* _EXERCISE DETAILS_: Transcribe word for word the lines below from the line with "Does the image above contain any blue" through the line with "Does the image above contain any elongated", ends included.

* _EXTRACTED MATERIAL_:
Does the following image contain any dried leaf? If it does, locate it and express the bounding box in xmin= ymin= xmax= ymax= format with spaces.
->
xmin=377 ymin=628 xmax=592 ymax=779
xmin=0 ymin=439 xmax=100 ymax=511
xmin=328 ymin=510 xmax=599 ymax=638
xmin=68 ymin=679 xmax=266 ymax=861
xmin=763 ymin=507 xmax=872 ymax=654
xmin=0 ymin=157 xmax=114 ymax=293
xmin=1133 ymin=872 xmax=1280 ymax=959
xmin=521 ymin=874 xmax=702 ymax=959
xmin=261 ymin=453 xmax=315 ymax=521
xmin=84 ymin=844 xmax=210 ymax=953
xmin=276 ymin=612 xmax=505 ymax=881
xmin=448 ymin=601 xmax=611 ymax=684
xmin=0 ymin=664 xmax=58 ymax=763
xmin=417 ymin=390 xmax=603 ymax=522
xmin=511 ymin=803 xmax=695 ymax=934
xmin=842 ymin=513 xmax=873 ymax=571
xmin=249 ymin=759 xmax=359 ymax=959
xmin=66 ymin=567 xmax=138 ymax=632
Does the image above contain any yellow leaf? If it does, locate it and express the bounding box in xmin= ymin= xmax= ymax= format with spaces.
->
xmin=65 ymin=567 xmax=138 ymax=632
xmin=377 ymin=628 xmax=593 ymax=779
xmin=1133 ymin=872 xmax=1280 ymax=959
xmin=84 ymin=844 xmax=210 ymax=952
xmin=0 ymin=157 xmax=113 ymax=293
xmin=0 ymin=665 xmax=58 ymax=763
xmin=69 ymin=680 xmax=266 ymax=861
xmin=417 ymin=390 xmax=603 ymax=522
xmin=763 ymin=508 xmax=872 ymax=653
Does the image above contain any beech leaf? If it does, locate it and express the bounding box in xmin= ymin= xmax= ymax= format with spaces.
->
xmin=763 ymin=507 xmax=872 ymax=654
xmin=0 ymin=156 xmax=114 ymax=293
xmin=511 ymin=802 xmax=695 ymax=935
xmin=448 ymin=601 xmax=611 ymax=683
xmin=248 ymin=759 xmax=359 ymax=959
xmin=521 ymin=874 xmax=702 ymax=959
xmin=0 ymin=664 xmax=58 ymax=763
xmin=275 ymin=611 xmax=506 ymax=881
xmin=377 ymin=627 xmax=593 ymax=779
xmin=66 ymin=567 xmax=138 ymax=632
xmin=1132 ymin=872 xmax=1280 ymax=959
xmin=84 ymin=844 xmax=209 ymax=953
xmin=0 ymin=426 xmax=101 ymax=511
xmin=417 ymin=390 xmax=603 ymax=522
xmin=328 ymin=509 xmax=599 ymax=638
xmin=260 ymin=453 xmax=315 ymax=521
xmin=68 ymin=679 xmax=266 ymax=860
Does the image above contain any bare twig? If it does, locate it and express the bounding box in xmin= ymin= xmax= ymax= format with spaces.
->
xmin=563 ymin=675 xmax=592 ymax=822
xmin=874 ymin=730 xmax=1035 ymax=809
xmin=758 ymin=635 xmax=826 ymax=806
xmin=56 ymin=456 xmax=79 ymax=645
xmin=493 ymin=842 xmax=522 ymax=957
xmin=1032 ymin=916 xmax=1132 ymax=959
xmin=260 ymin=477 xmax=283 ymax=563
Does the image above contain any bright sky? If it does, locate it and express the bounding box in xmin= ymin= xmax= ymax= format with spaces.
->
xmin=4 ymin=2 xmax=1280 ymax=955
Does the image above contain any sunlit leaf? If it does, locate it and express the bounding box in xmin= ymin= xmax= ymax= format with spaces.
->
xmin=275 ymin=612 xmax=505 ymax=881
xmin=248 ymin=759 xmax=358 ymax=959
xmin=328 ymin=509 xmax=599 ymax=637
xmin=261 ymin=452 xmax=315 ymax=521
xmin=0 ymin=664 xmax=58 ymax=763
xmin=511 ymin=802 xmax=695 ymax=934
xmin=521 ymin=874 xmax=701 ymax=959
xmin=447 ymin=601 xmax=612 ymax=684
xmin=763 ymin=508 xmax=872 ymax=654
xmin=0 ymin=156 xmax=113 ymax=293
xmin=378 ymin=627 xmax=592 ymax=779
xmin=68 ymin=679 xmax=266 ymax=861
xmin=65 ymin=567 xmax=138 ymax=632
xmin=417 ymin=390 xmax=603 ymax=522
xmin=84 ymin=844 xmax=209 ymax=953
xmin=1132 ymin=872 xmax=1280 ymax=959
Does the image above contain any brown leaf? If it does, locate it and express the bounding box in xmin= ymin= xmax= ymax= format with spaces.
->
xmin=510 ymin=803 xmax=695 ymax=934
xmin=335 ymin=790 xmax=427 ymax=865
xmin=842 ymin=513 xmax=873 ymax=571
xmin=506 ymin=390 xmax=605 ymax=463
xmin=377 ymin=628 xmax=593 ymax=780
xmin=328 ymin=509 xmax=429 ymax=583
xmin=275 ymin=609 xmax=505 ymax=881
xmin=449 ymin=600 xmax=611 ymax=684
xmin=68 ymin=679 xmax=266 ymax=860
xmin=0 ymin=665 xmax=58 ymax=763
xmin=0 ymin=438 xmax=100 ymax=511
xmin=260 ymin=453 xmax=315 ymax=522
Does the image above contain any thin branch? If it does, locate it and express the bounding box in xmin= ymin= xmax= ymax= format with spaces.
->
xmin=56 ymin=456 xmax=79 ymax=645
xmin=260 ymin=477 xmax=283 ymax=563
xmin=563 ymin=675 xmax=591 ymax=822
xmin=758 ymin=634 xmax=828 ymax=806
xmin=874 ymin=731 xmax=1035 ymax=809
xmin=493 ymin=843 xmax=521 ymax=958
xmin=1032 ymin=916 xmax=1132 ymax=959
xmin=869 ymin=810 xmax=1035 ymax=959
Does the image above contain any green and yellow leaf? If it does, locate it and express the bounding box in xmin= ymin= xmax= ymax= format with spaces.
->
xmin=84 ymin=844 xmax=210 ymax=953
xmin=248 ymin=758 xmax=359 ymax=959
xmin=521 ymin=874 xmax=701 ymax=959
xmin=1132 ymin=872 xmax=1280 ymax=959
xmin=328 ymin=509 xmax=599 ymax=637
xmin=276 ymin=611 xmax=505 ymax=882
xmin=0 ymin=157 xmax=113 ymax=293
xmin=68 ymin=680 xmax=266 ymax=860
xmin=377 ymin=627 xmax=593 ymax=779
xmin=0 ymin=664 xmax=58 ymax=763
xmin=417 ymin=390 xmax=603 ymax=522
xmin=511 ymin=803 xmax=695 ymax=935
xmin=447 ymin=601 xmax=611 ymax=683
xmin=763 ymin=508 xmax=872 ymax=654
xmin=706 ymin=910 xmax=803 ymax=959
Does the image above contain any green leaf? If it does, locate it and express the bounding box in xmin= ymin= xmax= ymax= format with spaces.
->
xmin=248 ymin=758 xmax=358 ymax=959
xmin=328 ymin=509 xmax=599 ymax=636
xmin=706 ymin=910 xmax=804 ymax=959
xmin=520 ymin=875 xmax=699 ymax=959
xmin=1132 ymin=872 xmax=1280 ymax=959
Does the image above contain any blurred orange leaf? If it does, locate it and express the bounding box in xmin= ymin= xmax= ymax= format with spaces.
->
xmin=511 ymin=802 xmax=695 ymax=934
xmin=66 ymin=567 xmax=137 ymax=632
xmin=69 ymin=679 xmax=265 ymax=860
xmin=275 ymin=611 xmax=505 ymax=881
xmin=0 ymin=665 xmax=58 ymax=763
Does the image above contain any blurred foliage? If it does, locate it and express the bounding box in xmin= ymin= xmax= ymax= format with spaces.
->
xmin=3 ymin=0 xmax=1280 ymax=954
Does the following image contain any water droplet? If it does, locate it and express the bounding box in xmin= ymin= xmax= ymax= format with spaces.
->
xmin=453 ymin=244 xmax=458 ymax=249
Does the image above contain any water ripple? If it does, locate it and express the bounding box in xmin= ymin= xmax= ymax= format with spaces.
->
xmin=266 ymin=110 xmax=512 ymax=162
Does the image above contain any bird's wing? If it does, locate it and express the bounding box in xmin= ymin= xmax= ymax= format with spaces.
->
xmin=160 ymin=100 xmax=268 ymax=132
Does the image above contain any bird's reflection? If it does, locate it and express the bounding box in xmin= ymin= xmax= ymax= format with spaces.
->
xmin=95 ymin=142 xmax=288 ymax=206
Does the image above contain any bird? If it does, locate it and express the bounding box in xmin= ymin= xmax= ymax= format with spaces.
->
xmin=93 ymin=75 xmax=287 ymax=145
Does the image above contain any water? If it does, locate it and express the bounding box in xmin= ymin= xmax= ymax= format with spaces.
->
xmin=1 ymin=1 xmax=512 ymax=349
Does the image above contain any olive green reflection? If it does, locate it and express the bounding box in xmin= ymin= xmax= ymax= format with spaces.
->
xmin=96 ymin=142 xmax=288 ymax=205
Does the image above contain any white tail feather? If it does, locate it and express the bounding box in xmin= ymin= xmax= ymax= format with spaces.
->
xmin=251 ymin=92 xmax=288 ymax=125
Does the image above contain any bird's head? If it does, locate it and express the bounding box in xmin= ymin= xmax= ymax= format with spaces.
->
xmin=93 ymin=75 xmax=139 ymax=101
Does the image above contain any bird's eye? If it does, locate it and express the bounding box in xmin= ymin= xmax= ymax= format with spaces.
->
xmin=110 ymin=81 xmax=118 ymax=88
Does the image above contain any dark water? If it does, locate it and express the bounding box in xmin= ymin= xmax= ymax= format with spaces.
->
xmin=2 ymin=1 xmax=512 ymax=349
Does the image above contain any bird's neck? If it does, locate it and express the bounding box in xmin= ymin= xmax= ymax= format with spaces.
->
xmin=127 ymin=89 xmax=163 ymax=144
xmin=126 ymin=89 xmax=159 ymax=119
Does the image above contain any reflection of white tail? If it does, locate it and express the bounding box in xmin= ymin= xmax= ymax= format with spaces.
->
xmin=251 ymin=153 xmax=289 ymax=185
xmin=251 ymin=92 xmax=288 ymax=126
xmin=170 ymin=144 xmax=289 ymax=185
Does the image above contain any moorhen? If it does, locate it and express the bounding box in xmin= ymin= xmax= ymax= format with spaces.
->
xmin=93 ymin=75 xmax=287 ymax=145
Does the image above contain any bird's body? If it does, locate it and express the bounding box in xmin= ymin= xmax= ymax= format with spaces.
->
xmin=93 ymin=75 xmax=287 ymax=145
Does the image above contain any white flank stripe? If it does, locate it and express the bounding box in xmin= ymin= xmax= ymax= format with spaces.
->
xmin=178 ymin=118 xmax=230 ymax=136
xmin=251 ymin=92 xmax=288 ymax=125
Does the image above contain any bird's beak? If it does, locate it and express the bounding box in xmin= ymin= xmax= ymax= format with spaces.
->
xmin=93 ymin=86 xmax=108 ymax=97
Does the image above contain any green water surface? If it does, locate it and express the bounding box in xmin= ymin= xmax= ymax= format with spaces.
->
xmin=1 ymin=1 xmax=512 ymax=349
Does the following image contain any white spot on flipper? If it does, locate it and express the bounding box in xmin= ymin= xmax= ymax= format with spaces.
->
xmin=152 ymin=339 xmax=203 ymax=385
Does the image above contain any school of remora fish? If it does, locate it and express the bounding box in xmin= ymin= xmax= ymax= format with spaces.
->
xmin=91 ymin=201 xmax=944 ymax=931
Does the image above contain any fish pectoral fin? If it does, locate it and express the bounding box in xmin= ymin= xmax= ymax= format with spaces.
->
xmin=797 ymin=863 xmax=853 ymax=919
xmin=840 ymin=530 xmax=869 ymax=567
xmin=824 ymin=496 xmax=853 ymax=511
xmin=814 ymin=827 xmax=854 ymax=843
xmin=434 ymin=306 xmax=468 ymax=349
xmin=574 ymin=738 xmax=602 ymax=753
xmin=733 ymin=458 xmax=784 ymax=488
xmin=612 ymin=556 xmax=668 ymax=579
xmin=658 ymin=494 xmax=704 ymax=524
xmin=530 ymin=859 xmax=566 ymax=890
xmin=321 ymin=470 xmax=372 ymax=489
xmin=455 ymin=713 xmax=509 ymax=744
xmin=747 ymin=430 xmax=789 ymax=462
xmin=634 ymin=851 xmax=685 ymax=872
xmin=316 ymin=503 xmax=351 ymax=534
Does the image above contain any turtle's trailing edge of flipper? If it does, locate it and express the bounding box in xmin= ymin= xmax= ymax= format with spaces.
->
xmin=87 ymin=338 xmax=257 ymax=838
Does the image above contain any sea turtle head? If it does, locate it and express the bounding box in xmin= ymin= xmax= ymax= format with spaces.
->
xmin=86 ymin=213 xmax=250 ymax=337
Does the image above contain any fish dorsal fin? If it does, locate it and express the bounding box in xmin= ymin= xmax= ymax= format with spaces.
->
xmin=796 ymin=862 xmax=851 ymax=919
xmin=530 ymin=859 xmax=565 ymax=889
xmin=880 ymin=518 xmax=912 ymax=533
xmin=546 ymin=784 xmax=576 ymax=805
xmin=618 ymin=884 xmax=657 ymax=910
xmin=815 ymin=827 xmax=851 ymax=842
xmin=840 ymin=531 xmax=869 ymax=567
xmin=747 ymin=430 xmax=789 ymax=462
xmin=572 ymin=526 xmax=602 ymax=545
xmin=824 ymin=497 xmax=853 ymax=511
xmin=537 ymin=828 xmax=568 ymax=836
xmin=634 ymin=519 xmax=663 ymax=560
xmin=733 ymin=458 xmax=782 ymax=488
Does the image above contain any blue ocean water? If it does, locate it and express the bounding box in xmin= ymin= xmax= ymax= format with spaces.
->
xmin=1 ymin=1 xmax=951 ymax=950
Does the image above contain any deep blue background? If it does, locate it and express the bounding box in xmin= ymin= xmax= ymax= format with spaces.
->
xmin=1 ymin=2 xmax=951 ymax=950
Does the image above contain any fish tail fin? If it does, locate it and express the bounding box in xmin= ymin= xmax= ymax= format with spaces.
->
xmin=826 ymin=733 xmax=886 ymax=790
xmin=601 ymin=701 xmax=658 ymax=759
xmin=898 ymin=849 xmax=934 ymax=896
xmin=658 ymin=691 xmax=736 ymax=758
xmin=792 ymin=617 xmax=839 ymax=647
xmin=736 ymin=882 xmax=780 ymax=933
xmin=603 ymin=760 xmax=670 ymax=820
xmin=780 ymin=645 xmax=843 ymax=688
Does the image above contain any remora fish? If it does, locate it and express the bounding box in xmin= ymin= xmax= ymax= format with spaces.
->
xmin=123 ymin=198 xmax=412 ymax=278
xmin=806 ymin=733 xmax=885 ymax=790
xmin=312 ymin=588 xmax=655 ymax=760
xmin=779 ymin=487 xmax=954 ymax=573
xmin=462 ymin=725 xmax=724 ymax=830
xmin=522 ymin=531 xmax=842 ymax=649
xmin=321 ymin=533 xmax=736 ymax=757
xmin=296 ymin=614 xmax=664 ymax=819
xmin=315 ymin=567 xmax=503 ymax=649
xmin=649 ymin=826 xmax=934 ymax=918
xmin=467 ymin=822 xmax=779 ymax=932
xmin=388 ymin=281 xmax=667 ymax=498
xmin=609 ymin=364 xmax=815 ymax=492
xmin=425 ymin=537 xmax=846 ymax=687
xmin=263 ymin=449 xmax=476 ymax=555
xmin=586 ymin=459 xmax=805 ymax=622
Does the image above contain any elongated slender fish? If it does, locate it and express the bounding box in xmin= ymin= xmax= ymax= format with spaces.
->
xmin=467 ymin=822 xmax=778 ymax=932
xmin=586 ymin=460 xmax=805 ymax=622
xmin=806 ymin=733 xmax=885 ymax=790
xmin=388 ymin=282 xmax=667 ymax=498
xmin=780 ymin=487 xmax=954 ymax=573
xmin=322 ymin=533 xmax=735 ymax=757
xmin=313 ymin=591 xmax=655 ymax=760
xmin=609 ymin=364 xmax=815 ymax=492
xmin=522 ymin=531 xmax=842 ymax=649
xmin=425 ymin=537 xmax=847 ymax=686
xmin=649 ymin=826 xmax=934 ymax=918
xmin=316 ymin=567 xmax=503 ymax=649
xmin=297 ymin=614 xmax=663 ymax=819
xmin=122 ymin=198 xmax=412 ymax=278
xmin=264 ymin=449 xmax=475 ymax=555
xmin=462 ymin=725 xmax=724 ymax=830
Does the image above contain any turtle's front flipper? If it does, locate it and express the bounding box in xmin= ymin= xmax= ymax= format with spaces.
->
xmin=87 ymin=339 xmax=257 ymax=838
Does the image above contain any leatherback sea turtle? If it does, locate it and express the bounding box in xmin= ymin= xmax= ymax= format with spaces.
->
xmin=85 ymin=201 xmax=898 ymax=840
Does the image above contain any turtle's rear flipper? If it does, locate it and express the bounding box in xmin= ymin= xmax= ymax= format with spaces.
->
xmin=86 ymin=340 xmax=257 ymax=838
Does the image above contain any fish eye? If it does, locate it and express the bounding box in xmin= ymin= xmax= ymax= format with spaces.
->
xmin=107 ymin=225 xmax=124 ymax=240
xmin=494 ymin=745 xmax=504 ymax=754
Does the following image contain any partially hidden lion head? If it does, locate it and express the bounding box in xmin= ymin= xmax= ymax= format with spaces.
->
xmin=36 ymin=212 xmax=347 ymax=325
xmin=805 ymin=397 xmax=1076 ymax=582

* _REPLY_:
Does the image above contain any blue ocean water? If it does, locate it and express the bounding box in xmin= ymin= xmax= ymax= format with spaces.
->
xmin=1 ymin=1 xmax=951 ymax=950
Does the image above contain any deep blue background? If it does, locate it and express the bounding box in xmin= ymin= xmax= ymax= format with spaces.
->
xmin=1 ymin=2 xmax=951 ymax=950
Does the image above contain any fish tail fin? If it does, locate it and express the bounding box in xmin= ymin= xmax= ymax= format with spaces.
->
xmin=826 ymin=733 xmax=886 ymax=790
xmin=601 ymin=701 xmax=658 ymax=759
xmin=898 ymin=849 xmax=934 ymax=896
xmin=658 ymin=691 xmax=736 ymax=758
xmin=792 ymin=617 xmax=839 ymax=647
xmin=736 ymin=882 xmax=780 ymax=933
xmin=603 ymin=760 xmax=670 ymax=820
xmin=780 ymin=645 xmax=843 ymax=688
Does the image above contain any remora fish? If it does, locate it and express the bounding box in xmin= ymin= xmax= ymax= format with spaces.
->
xmin=123 ymin=198 xmax=412 ymax=278
xmin=806 ymin=733 xmax=885 ymax=790
xmin=312 ymin=588 xmax=655 ymax=760
xmin=779 ymin=487 xmax=954 ymax=573
xmin=462 ymin=725 xmax=724 ymax=830
xmin=522 ymin=531 xmax=842 ymax=649
xmin=321 ymin=533 xmax=736 ymax=757
xmin=296 ymin=614 xmax=664 ymax=819
xmin=315 ymin=567 xmax=503 ymax=649
xmin=649 ymin=826 xmax=934 ymax=918
xmin=467 ymin=822 xmax=779 ymax=932
xmin=388 ymin=281 xmax=667 ymax=498
xmin=609 ymin=364 xmax=815 ymax=492
xmin=425 ymin=537 xmax=846 ymax=687
xmin=263 ymin=449 xmax=476 ymax=555
xmin=586 ymin=459 xmax=805 ymax=622
Does the image above contain any elongated slender fish? If it does, locate it and express the bounding box in xmin= ymin= xmax= ymax= format with spaces.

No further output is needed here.